» REQUIRED TASK:
Could you render the material as a numbered list with blank lines left out, starting at the beginning of the material and ending at the line containing "column 99, row 63"? Leave the pictures out of your answer.

» EXTRACTED INFORMATION:

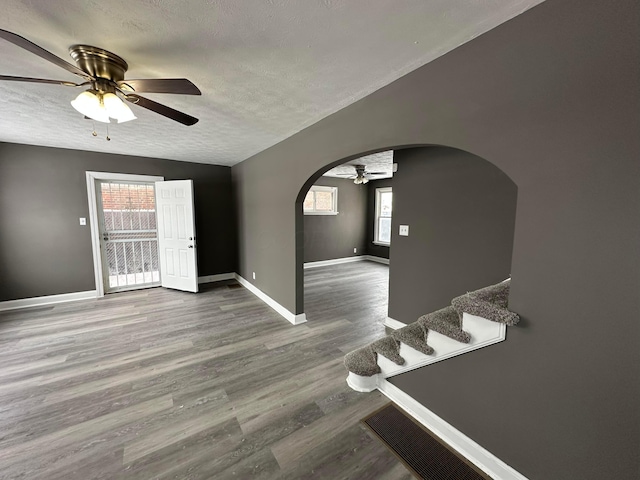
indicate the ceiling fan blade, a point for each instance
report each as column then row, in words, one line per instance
column 41, row 52
column 180, row 86
column 39, row 80
column 162, row 109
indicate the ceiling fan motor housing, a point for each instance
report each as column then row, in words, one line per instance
column 99, row 63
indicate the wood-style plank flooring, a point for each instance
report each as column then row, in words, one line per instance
column 165, row 384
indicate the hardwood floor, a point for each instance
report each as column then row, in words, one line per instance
column 164, row 384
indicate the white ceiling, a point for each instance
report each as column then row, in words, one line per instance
column 381, row 162
column 266, row 69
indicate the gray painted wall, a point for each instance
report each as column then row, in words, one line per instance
column 371, row 248
column 43, row 192
column 551, row 98
column 461, row 214
column 335, row 236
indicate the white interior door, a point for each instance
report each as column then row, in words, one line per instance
column 177, row 235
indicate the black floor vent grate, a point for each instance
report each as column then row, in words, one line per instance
column 418, row 449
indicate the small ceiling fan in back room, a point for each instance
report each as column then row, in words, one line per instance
column 361, row 176
column 103, row 73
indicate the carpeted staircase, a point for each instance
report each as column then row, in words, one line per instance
column 473, row 320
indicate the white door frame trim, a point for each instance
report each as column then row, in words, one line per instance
column 93, row 215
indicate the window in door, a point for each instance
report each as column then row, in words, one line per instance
column 382, row 228
column 127, row 216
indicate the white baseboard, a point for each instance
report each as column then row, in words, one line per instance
column 217, row 278
column 393, row 324
column 291, row 317
column 338, row 261
column 372, row 258
column 47, row 300
column 479, row 456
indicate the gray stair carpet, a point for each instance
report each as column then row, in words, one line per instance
column 490, row 302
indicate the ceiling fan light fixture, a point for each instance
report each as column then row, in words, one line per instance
column 88, row 103
column 116, row 108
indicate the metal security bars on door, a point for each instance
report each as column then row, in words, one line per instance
column 128, row 235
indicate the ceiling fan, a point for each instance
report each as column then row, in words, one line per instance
column 361, row 176
column 104, row 73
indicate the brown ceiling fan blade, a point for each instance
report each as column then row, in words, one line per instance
column 41, row 52
column 180, row 86
column 162, row 109
column 39, row 80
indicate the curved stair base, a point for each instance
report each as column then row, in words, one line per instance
column 483, row 333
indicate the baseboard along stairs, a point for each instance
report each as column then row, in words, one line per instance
column 472, row 321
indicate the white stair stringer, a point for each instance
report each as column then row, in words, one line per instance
column 483, row 333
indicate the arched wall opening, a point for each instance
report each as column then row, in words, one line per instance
column 460, row 209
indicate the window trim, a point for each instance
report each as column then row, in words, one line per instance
column 334, row 196
column 379, row 192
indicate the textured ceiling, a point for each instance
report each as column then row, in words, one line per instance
column 266, row 69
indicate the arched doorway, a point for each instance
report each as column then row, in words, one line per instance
column 460, row 213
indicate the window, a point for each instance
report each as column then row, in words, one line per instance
column 384, row 200
column 321, row 201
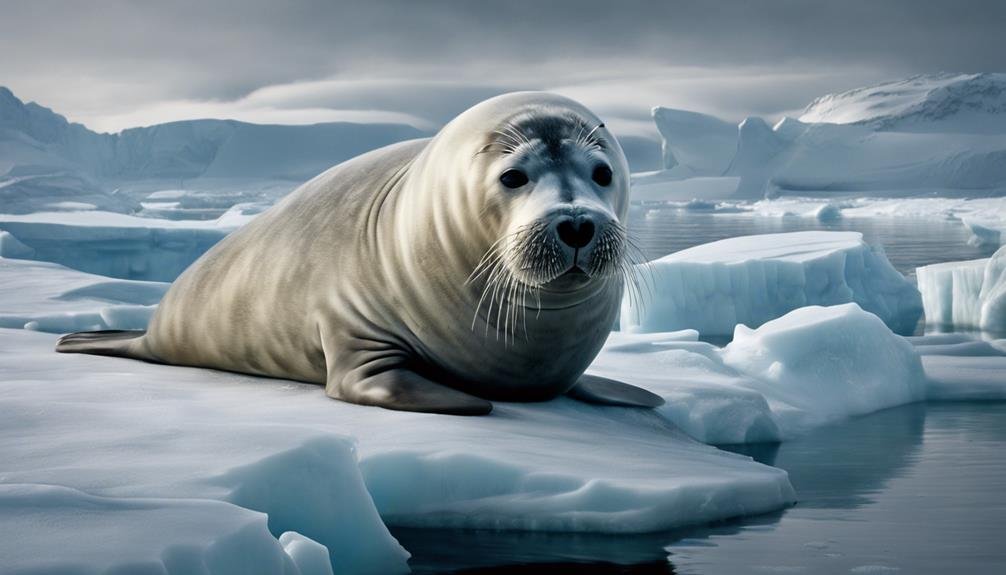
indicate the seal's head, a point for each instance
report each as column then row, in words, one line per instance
column 553, row 189
column 516, row 210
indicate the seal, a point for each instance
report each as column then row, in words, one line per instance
column 485, row 263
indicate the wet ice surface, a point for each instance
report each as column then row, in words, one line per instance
column 913, row 490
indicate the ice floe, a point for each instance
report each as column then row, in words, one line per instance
column 966, row 294
column 752, row 279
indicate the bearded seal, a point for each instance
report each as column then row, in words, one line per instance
column 484, row 263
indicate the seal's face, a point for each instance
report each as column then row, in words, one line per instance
column 561, row 187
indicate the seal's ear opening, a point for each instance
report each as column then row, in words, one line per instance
column 602, row 175
column 513, row 178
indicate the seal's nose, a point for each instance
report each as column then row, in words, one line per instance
column 575, row 233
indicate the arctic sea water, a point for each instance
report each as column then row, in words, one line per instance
column 909, row 490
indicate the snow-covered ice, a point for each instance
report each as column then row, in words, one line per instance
column 966, row 294
column 54, row 529
column 121, row 428
column 958, row 368
column 49, row 163
column 48, row 298
column 940, row 133
column 808, row 368
column 752, row 279
column 115, row 244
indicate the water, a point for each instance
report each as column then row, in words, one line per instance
column 911, row 490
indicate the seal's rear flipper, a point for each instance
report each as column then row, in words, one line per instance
column 117, row 343
column 604, row 391
column 405, row 390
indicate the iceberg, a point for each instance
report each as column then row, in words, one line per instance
column 695, row 144
column 808, row 368
column 47, row 163
column 139, row 535
column 751, row 279
column 966, row 294
column 941, row 133
column 114, row 244
column 332, row 471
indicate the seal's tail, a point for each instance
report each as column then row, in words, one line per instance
column 117, row 343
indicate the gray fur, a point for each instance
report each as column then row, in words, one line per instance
column 365, row 278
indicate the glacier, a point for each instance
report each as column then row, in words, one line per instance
column 115, row 244
column 751, row 279
column 966, row 294
column 48, row 163
column 929, row 135
column 152, row 447
column 332, row 471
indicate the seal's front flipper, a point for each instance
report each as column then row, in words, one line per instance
column 116, row 343
column 405, row 390
column 604, row 391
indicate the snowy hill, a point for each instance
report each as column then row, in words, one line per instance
column 937, row 135
column 968, row 103
column 46, row 161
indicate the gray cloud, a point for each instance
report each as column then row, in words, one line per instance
column 119, row 62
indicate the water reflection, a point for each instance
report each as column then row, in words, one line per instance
column 843, row 466
column 479, row 551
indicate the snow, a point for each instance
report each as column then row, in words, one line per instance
column 811, row 367
column 966, row 294
column 971, row 101
column 940, row 133
column 48, row 298
column 47, row 161
column 959, row 368
column 42, row 527
column 751, row 279
column 120, row 428
column 113, row 244
column 695, row 144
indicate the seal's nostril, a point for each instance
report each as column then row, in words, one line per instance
column 575, row 234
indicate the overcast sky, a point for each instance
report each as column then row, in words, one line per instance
column 117, row 63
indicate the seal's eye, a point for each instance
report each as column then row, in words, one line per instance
column 513, row 178
column 602, row 175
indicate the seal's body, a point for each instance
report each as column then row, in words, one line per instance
column 485, row 261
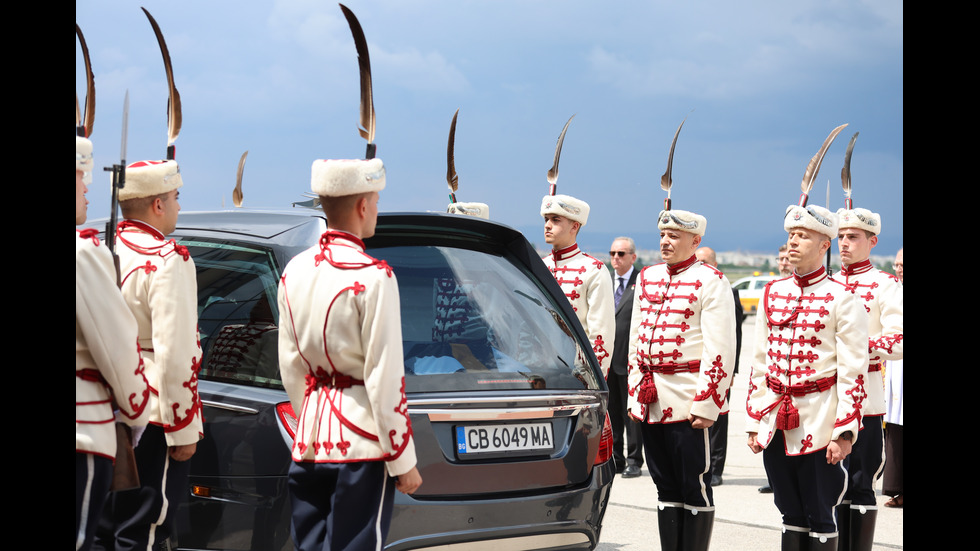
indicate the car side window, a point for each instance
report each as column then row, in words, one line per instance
column 237, row 312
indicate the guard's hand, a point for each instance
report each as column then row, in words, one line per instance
column 409, row 482
column 700, row 422
column 183, row 453
column 837, row 450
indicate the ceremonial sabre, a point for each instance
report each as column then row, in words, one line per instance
column 236, row 194
column 118, row 181
column 814, row 165
column 553, row 172
column 666, row 181
column 367, row 121
column 451, row 177
column 845, row 173
column 173, row 100
column 84, row 128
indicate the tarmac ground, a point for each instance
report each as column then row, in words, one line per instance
column 744, row 518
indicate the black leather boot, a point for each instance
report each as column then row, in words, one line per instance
column 862, row 529
column 795, row 539
column 670, row 520
column 843, row 513
column 696, row 530
column 824, row 543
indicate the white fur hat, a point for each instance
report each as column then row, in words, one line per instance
column 574, row 209
column 83, row 158
column 149, row 178
column 682, row 220
column 340, row 177
column 480, row 210
column 811, row 217
column 862, row 219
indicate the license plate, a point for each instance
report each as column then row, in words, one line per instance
column 472, row 439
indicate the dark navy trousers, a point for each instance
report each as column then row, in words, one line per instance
column 340, row 506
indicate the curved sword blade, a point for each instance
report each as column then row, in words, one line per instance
column 367, row 122
column 553, row 172
column 451, row 177
column 813, row 167
column 666, row 181
column 173, row 102
column 845, row 173
column 236, row 194
column 89, row 121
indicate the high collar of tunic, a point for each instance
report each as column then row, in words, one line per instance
column 142, row 226
column 857, row 268
column 337, row 237
column 811, row 278
column 674, row 269
column 566, row 253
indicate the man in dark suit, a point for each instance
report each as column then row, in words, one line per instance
column 623, row 256
column 718, row 433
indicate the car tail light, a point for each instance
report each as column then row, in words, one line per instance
column 605, row 443
column 288, row 419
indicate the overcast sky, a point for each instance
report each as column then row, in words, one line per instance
column 762, row 84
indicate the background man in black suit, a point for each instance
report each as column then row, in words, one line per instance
column 623, row 256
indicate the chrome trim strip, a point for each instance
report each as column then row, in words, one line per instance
column 492, row 408
column 520, row 543
column 230, row 407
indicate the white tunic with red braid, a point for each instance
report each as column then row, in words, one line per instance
column 682, row 343
column 340, row 356
column 107, row 359
column 882, row 296
column 159, row 283
column 809, row 363
column 586, row 282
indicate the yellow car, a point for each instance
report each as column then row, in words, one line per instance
column 750, row 291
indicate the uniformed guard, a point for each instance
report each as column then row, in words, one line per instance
column 882, row 296
column 582, row 277
column 159, row 283
column 341, row 361
column 108, row 368
column 681, row 361
column 808, row 380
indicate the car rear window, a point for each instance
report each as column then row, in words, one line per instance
column 473, row 320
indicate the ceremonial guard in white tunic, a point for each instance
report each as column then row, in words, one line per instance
column 681, row 361
column 340, row 356
column 108, row 367
column 808, row 382
column 341, row 360
column 583, row 278
column 883, row 298
column 159, row 282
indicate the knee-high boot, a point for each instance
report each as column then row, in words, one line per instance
column 862, row 529
column 696, row 530
column 669, row 521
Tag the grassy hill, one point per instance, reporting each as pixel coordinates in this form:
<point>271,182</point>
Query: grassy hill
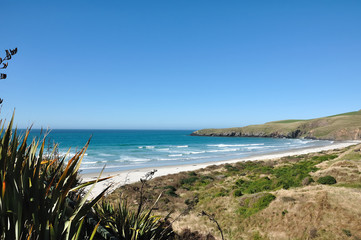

» EXPECTED ANSWER:
1. indicate the ceiling fan blade, a point for each instance
2. report each as column then row, in words, one line per instance
3. column 41, row 52
4. column 180, row 86
5. column 39, row 80
6. column 162, row 109
7. indicate the ceiling fan motor housing, a point for each instance
8. report each as column then row, in words, one line per instance
9. column 99, row 63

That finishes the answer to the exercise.